— start of Data supplied —
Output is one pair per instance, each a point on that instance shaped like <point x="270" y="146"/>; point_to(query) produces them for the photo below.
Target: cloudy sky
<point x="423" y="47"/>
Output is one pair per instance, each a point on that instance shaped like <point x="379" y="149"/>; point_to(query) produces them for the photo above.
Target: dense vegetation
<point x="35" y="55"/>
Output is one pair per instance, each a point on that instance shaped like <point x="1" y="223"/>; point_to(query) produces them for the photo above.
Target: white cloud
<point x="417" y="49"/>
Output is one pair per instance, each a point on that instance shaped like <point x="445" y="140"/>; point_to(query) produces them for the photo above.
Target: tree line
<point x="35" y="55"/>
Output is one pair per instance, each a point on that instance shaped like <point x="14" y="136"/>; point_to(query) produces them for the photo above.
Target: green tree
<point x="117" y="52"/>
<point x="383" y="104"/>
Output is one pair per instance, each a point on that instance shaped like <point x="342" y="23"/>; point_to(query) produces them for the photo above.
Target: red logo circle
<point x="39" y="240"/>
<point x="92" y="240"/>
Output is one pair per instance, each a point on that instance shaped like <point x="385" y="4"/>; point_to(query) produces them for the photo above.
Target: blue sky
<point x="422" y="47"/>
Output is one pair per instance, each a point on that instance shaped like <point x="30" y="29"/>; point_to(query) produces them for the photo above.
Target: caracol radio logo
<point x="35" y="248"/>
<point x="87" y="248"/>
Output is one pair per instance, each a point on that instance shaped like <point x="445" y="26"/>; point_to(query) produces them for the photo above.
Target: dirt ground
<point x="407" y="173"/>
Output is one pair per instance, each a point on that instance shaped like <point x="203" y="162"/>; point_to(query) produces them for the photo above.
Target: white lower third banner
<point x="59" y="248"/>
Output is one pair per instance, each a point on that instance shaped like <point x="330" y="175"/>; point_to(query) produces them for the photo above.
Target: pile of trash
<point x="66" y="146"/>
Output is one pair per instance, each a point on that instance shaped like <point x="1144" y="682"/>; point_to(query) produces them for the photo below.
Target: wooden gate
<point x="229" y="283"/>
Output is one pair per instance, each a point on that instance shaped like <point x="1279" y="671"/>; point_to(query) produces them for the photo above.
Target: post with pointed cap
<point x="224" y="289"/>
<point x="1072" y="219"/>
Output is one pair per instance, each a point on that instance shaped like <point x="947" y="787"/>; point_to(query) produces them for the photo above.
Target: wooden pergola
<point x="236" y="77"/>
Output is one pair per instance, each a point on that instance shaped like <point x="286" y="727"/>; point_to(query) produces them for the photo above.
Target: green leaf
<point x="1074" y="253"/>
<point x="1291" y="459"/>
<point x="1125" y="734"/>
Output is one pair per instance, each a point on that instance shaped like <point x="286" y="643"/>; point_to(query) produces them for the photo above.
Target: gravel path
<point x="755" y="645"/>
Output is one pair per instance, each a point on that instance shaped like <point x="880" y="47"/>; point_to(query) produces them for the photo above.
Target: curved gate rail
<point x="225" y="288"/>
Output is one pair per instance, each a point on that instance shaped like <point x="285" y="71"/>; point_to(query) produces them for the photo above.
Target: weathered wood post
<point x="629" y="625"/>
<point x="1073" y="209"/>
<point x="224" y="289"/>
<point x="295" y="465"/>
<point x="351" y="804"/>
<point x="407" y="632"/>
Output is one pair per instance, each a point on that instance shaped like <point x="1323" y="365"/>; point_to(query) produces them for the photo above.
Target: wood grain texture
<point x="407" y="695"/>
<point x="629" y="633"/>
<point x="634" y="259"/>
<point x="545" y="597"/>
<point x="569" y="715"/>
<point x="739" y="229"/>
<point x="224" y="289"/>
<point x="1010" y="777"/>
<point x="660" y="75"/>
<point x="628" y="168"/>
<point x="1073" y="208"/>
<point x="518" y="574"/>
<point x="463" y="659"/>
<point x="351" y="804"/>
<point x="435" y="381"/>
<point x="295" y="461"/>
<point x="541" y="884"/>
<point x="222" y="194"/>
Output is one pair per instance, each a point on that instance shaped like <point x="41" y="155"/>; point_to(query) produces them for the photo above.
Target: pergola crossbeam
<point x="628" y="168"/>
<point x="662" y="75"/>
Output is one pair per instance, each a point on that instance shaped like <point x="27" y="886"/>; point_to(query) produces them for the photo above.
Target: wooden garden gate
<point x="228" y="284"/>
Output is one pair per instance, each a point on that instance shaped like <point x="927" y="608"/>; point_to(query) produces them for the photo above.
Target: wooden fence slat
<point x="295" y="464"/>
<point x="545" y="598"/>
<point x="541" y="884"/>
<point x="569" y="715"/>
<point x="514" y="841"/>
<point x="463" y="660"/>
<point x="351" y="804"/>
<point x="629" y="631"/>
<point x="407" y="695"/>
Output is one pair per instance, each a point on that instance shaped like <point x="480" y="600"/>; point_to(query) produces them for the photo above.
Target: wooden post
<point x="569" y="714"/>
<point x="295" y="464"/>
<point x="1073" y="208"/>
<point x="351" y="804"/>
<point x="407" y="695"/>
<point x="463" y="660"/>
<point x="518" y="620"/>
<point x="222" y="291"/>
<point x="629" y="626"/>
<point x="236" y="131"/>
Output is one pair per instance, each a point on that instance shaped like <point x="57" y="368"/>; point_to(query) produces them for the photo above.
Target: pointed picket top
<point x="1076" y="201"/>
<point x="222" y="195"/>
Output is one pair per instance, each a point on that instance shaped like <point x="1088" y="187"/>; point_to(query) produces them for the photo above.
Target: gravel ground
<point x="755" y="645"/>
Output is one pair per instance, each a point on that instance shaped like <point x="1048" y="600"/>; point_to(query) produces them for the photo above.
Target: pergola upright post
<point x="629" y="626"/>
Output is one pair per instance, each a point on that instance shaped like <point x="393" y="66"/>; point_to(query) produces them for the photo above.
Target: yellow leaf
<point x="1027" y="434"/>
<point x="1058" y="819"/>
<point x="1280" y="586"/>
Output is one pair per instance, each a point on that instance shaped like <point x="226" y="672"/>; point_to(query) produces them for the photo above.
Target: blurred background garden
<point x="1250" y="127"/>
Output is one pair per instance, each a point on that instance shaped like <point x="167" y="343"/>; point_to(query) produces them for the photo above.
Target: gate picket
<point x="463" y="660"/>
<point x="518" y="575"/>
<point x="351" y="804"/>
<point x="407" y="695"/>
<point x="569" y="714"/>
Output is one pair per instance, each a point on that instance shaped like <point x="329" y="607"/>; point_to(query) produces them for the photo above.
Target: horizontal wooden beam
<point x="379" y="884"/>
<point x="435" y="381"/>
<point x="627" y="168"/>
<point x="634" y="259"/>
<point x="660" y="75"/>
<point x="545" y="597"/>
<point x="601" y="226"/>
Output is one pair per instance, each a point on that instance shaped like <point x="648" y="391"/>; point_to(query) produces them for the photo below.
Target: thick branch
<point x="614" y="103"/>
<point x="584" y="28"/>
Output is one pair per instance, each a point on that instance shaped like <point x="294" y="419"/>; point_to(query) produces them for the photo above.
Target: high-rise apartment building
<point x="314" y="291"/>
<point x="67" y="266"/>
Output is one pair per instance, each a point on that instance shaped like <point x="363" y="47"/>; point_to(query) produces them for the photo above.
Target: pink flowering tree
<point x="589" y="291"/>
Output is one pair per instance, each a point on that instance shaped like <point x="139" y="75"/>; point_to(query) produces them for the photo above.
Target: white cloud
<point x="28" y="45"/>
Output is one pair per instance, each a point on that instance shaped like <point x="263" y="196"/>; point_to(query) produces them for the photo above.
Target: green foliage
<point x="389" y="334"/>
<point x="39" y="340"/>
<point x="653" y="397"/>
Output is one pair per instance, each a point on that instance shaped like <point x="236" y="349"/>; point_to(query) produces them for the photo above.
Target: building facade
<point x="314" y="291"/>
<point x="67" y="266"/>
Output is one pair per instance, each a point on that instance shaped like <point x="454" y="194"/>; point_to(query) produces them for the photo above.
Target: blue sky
— end of Data supplied —
Return every line of the records above that contains the word "building".

Target: high-rise apartment building
Target: building facade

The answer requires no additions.